- Teks Pilihan
══════════

Catatan Hati : Kumpulan puisi yang belum beranjak dari gambar dua gunung, sawah yang menghampar, dan jalan yang membelah.



Penyair adalah ia yang membuat bahasa, menggunakan bahasa, gandrung pada bahasa. Ah, tidak juga. Penyair adalah ia yang merasa terpenjara oleh bahasa, sehingga ia selalu berusaha memperluas bahasa. Ia hanya boleh mati setelah ia sungguh-sungguh membayar hutangnya pada bahasa, kalau bukan memperbaharui bahasa. Bila ia sekedar mengupak bahasa, ia tidak boleh mati. Ia harus kita tanyai terus menerus…

Nirwan Dewanto, Pengantar Bunga Rampai Puisi FSS 2007, Lima Pusaran.

Semenjak Sapardi Djoko Damono menulis pengantar bukunya Sihir Rendra: Permainan Makna tahun 1999. Ia kurang lebih menulis bahwa puisi rupanya ditulis dalam keadaan apapun, tak hirau situasi yang sedang genting dan pelik dalam hari-hari. Para penyair kian teguh menulis, tentang apa saja saja yang menjadi masalah manusia. Kemudian menyiarkan dan menerbitkannya, meski dalam lingkup yang terbatas. Entah sudah berapa ratus penyair semenjak Chairil menggubah sajak ‘Aku” hingga beberapa dekade kemudian, dan entah berapa juta sajak telah tercipta. Dan berapa banyak buku puisi telah dilahirkan. Zaman terus berganti hingga kita berjumpa dengan Mulia Ahmad Elkazama yang hidup dalam gegap gempita teknologi informasi yang menyeruk hingga ke ruang-ruang privat. Dimana hampir-hampir kita tak lagi dapat membedakan mana kehidupan nyata dan apa yang terjadi di layar handphone. Semua serba mengawang dalam kode-kode digital. Dalam keadaan demikian itu pun puisi terus ditulis dengan sangat melimpahnya. Dalam gelombang serupa bah tersebut itulah kumpulan puisi “Catatan Hati” hadir.

Tentu saja kita akan berbahagia dengan terbitnya kumpulan puisi “Catatan Hati” karya Mulia Ahmad Elkazama ini. Setidaknya hal tersebut membuktikan puisi telah menjadi milik orang kebanyakan. Bukan hanya milik “penyair” berambut gondrong yang hidup di gua-gua pertapaan dengan kisah petualangan yang mendebarkan, penuh ketabahan dalam cengkram kesengsaraan. Namun sekarang kita akan menjumpai penyair dengan paras yang beragam dengan latarbelakang profesi. Bila kita melihat potret Mulia, bolehlah kita berkesimpulan bahwa ia adalah penyair santun nan taat. Yang hidupnya lempeng dengan goncangan-goncangan remeh.

══════════

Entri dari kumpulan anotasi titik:
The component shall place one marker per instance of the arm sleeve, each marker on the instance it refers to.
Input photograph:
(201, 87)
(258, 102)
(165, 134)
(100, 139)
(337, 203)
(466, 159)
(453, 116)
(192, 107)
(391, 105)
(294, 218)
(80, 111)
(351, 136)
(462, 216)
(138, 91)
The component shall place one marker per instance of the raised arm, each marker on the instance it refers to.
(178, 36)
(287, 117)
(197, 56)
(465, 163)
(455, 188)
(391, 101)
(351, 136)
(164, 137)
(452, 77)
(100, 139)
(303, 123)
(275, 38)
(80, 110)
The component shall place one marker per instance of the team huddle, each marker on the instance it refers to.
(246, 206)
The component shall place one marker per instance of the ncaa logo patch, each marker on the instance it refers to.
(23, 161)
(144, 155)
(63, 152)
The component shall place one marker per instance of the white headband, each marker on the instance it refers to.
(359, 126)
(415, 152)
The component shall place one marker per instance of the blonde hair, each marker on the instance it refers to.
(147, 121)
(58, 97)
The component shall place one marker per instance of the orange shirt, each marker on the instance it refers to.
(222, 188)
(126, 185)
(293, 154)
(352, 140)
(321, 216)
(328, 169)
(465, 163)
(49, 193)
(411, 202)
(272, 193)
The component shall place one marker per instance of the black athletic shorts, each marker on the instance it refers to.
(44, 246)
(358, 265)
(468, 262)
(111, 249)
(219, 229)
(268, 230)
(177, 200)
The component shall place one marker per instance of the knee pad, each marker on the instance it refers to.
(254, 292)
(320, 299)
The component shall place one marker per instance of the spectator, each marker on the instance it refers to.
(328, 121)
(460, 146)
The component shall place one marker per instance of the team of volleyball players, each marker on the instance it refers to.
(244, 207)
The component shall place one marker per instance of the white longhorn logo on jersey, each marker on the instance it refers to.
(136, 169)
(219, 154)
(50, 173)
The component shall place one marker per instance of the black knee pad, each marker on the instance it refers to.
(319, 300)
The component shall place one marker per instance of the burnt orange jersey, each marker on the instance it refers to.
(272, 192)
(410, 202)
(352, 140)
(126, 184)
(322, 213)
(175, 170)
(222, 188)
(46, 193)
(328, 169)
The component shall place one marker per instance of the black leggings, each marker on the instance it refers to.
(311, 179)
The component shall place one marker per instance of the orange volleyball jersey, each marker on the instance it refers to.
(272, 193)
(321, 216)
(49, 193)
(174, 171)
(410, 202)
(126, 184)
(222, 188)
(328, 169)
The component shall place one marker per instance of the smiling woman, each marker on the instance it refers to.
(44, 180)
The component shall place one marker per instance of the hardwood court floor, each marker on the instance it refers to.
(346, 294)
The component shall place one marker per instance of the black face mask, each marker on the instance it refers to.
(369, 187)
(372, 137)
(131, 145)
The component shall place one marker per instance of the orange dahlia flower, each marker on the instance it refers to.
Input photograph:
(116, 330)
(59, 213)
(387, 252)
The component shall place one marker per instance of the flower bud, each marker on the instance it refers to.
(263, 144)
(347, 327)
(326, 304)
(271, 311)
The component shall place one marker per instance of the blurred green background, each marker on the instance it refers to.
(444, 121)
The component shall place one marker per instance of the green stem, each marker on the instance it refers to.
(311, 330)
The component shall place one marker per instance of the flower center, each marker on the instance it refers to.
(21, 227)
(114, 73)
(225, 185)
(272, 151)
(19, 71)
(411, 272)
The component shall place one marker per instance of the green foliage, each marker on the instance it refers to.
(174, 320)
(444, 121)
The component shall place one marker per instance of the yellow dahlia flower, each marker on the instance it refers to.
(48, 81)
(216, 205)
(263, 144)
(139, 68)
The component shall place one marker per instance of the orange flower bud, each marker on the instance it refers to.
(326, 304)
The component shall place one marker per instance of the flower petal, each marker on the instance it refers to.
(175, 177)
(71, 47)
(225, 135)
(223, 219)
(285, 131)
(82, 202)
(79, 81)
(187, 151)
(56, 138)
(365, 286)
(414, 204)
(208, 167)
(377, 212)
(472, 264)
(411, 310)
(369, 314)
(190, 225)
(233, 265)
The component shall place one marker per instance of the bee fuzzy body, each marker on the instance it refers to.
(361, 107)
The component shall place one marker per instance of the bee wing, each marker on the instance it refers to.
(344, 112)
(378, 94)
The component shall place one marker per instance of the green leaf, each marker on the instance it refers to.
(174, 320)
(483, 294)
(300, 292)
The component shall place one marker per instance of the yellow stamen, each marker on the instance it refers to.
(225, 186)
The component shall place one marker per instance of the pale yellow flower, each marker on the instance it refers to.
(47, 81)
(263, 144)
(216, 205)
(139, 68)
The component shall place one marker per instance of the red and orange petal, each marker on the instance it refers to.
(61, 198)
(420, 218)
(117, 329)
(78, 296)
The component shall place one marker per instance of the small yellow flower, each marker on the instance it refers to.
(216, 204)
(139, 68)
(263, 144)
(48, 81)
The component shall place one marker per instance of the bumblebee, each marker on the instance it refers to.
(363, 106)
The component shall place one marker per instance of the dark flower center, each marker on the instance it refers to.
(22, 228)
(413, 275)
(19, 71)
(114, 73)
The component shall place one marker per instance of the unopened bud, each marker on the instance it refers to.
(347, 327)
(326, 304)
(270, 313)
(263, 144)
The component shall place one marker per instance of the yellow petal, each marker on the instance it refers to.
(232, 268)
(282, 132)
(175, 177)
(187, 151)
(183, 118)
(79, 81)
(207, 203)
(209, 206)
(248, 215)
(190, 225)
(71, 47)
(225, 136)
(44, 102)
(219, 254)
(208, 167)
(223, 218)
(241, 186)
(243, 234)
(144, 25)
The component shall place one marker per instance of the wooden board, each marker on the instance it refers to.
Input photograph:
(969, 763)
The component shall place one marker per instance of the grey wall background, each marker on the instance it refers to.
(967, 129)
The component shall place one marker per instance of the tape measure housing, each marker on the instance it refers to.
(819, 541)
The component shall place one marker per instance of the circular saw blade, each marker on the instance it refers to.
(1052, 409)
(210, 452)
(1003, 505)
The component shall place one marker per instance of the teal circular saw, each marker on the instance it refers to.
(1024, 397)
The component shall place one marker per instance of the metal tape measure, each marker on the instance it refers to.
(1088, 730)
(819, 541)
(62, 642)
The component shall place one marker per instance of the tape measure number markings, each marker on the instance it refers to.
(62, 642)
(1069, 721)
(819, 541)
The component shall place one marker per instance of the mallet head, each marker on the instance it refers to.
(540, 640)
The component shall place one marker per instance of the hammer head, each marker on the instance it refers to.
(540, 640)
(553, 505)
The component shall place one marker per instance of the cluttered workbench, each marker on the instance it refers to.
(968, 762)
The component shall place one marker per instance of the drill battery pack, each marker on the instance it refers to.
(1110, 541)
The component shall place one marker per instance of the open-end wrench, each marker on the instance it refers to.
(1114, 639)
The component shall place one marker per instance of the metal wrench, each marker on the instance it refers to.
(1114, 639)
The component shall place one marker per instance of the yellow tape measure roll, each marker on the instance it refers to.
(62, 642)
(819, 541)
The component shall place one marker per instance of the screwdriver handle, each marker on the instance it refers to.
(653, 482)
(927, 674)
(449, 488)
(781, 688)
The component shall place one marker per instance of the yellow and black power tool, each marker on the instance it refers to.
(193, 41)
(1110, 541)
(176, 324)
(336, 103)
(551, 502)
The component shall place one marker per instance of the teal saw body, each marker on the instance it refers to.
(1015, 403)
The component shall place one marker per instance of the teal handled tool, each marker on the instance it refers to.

══════════

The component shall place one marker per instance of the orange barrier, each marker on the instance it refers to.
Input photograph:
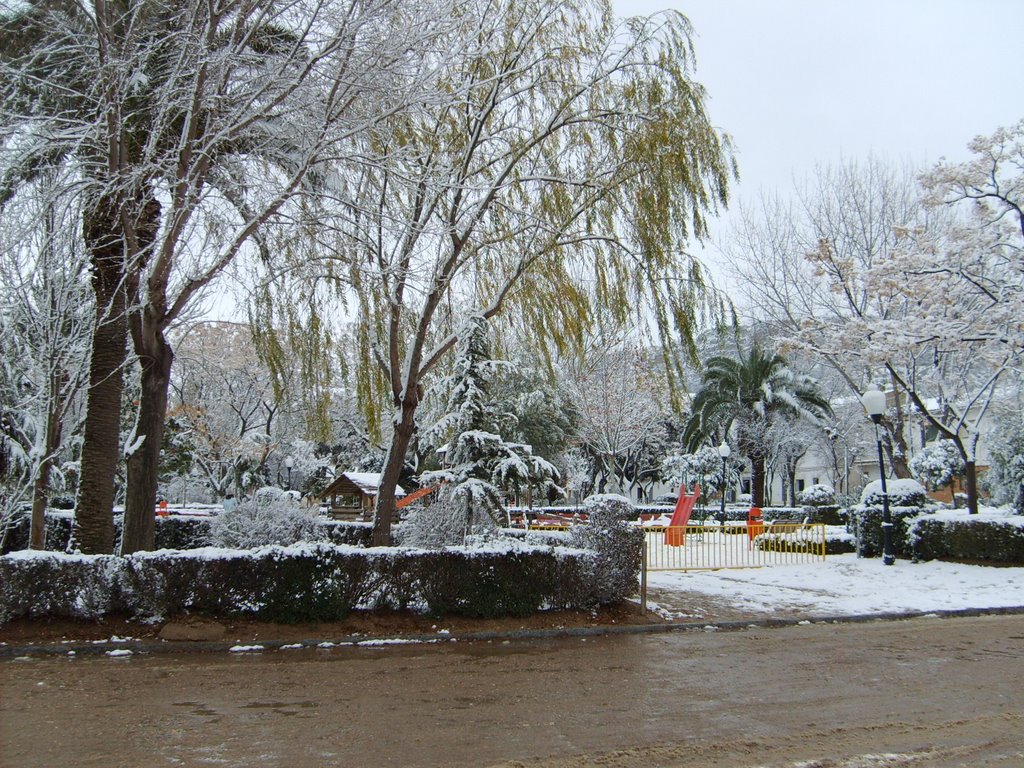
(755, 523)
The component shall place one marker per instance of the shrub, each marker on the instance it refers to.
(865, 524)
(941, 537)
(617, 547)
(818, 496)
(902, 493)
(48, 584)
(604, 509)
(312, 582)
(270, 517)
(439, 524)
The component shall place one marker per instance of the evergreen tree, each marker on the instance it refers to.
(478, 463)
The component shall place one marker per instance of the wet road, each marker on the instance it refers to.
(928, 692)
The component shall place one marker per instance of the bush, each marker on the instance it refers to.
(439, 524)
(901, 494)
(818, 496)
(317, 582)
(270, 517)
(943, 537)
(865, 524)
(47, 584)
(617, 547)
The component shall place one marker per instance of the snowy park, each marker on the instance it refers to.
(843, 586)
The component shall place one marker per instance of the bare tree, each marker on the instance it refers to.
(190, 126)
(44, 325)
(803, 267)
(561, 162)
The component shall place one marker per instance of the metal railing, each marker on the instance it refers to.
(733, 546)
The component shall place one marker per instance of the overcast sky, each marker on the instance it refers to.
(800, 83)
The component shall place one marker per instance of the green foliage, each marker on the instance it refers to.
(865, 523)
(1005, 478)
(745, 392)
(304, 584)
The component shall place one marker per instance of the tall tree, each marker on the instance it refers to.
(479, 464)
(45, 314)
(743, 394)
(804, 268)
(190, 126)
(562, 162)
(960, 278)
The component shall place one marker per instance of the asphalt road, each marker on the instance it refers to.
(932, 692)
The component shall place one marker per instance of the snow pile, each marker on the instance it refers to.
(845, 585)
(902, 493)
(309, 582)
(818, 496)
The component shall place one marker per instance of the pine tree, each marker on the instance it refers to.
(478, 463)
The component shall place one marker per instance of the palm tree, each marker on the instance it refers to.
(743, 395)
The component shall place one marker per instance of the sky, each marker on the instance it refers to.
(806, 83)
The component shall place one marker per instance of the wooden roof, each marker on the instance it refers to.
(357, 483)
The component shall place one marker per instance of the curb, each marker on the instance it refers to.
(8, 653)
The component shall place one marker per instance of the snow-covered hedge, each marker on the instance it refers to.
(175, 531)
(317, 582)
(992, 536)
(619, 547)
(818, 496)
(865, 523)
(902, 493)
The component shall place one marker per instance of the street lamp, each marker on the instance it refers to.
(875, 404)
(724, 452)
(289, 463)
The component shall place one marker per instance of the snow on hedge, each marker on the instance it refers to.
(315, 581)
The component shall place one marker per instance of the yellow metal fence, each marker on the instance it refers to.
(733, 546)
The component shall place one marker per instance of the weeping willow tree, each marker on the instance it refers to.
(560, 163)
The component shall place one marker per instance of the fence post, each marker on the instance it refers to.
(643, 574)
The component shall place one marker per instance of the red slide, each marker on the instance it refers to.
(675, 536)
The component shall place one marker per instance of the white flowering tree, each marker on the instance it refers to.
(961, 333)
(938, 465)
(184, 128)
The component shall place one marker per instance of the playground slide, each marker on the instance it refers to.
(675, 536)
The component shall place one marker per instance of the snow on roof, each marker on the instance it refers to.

══════════

- Soal 1
Jawab pertanyaan berikut berdasarkan tulisan tentang Catatan Hati:
(a) Siapa penulis kumpulan puisi "Catatan Hati"?
(b) Menurut kutipan dari Nirwan Dewanto, dalam keadaan apa penyair tidak boleh mati?
(c) Pada tahun berapa Sapardi Djoko Damono menulis pengantar bukunya Sihir Rendra: Permainan Makna?
- Soal 2
Lanjutkan tulisan tentang Catatan Hati mulai dari sesudah kalimat terakhirnya.
Entri-entri ini tidak ada kaitannya dengan tulisan tentang Catatan Hati.

- Jawaban Tertulis 1
(a) Mulia Ahmad Elkazama.
(b) Bila ia sekedar mengupak bahasa.
(c) Tahun 1999.

- Jawaban Tertulis 2
Setidaknya dalam beberapa tahun terakhir, lebih tepatnya bersamaan dengan lahirnya kehidupan kedua dalam media sosial. Puisi telah menjadi milik orang kebanyakan dengan pesatnya. Puisi dirayakan dimana-mana, dengan beragama acara. Hampir tak terkendala batas-batas ruang dan waktu. Mulai dari membuat antologi yang kadangkala satu sama lain penyair tersebut tidak pernah bertemu. Kemudian dibacakan diatas mimbar-mimbar. Dengan puncak acara tersebut adalah berfoto bersama kemudian mengunggahnya di layar media sosial.

Ketika puisi milik orang kebanyakan, saat itu lah puisi ditulis dengan pesatnya dengan berbagai tenaga yang unik. Tentunya salah satu diantara kerumunan itu adalah Mulia. Saya pikir tugas ekstra yang diperlukan penyair sekarang adalah bagaimana bisa keluar dari kerumunan dengan menggunakan segenap tenaga ketrampilan mengolah bahasa untuk menemukan cara ungkap yang khas.
  
Kumpulan puisi Catatan Hati ini, menyajikan kurang lebih 83 puisi dengan masa rentang penulisan antara 2011 hingga 2016. Rentang waktu yang tidak pendek untuk tetap khusuk menulis puisi. Dengan tema beragam mulai cinta, protes sosial, pencarian tuhan, eksistensialisme, hingga yang remeh tentang kucing.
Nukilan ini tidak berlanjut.